• [Exercise instructions]:
Copy out, word for word, the part of the entries below that opens with the line containing "Task: point out the boy" and closes with the line containing "[[487, 202]]". Include both of those lines.

---------- Exercise material ----------

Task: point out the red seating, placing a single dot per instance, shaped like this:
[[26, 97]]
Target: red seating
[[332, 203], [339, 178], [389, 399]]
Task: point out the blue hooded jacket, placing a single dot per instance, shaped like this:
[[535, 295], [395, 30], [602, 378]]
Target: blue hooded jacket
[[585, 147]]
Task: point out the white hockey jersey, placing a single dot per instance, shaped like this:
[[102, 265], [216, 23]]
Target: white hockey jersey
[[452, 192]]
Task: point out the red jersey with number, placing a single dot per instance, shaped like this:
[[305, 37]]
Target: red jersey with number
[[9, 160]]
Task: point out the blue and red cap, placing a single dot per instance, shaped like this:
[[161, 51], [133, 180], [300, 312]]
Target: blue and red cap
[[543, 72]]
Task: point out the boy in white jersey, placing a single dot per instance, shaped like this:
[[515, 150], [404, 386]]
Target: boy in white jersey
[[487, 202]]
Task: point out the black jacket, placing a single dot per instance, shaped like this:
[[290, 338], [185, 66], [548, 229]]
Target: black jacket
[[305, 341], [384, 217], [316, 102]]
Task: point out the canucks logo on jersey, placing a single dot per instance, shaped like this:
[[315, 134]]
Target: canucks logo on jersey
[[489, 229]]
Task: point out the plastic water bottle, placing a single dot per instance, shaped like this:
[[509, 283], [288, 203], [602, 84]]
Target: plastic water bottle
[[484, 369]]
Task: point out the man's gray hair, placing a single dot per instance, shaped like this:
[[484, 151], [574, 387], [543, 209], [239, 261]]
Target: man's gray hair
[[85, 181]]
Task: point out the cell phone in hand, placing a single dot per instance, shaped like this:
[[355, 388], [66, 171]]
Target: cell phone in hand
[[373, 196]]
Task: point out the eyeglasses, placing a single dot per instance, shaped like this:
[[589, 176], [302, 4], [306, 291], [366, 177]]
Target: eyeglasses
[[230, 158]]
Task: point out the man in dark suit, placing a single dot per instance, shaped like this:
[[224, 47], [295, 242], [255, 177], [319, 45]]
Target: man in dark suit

----------

• [Task output]:
Task: point out the boy in white jersey, placing a single dot per instance, shaped like this:
[[515, 150], [404, 386]]
Target: boy in white jersey
[[487, 202]]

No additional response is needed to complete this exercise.